- **Your instructions**: Check each line of the material below, and copy it if it holds the string "photo".

- **Entries provided**:
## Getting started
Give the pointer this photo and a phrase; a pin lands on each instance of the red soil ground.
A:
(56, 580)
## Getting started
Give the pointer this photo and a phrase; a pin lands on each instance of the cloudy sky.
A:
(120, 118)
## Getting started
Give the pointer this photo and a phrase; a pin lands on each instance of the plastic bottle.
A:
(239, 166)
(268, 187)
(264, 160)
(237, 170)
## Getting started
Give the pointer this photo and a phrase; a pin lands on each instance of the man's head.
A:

- **Result of the task**:
Give the pointer this photo and a phrase; a pin lands on each instance of the red soil ground.
Give the pointer this photo and a phrase; a pin lands on each instance of the cloudy sky.
Give the pointer this photo and a phrase; a pin lands on each instance of the plastic bottle.
Give the pointer this photo and a phrase; a pin lands on each instance of the man's head.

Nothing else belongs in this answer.